What the task requires: Would you write out every entry exactly, but without the pictures?

Data excerpts:
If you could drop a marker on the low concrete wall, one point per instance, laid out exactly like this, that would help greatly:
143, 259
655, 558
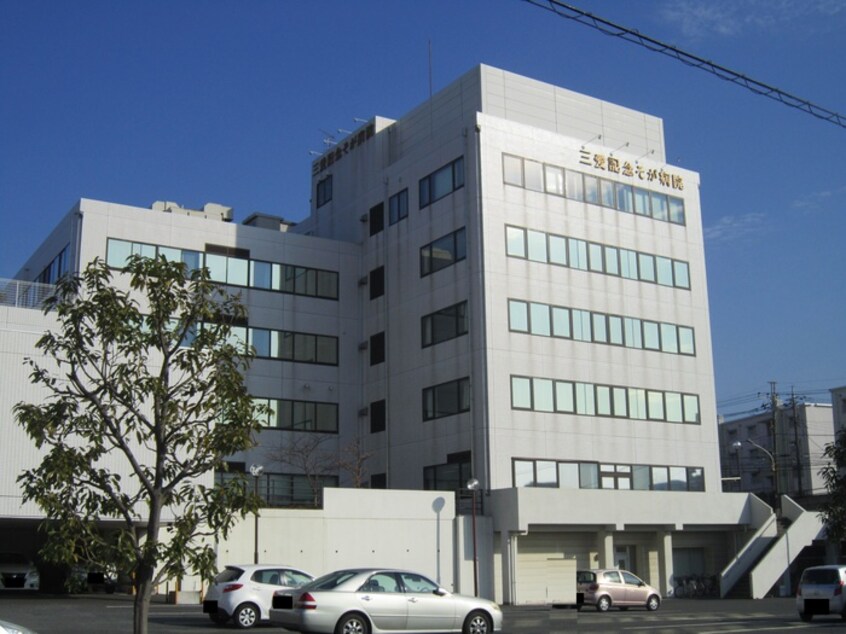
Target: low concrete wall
362, 527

Solution:
If you could drop a marker on the low concrete wall, one point per instance, laid out exactly like this, that would help greatly:
143, 259
655, 558
Target: low concrete wall
362, 527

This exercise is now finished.